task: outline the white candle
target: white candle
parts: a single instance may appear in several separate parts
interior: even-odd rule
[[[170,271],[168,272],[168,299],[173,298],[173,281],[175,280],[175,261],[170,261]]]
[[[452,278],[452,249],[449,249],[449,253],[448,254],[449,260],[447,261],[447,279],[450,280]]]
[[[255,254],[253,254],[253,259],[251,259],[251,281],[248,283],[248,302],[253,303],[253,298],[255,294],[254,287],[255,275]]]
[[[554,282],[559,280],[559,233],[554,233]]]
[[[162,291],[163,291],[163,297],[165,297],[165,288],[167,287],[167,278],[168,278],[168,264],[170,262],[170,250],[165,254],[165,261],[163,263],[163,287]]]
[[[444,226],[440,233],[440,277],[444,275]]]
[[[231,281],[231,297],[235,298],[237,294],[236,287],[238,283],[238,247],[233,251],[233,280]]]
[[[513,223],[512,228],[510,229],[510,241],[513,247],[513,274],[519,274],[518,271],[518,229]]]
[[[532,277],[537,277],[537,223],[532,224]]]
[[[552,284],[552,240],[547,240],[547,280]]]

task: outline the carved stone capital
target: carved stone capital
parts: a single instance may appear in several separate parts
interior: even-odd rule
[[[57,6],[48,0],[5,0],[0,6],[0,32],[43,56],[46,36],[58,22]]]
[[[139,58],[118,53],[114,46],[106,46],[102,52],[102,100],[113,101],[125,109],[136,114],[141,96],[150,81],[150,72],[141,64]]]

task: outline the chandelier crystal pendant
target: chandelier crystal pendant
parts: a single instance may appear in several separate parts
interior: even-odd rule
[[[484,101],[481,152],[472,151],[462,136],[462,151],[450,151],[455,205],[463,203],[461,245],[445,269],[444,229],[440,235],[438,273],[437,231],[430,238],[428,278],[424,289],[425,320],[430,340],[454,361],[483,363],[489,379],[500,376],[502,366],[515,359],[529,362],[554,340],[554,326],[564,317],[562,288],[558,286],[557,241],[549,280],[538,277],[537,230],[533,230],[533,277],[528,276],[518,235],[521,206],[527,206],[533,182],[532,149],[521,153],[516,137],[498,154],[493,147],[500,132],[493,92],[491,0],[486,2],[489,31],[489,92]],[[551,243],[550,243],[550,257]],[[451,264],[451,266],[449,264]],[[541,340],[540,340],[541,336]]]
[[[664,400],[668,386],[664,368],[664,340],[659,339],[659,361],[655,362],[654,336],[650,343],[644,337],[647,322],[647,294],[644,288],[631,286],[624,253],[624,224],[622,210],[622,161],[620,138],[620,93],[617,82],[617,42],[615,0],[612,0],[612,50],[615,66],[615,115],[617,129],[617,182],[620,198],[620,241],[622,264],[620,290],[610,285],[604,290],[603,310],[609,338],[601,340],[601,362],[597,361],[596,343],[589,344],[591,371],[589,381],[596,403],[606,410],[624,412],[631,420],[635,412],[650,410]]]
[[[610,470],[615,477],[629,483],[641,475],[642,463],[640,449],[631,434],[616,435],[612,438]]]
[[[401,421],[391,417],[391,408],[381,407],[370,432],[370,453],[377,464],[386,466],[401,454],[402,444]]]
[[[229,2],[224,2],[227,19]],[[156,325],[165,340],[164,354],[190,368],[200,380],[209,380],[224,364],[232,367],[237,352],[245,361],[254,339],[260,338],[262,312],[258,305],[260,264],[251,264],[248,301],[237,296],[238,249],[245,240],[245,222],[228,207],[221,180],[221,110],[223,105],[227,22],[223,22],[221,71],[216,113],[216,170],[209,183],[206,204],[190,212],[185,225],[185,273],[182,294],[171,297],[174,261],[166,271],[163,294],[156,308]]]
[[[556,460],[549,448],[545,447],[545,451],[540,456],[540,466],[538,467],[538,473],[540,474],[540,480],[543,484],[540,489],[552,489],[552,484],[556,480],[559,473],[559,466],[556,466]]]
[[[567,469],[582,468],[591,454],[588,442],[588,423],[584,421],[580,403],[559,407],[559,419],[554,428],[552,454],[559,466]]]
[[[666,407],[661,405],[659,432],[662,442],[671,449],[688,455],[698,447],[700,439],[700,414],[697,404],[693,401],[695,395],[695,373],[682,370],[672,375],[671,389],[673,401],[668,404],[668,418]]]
□ □ □ □ □
Count the lines in the entries above that contain the string "capital", matching case exactly, and reply with only that number.

▸ ANSWER TO THIS PROBLEM: 2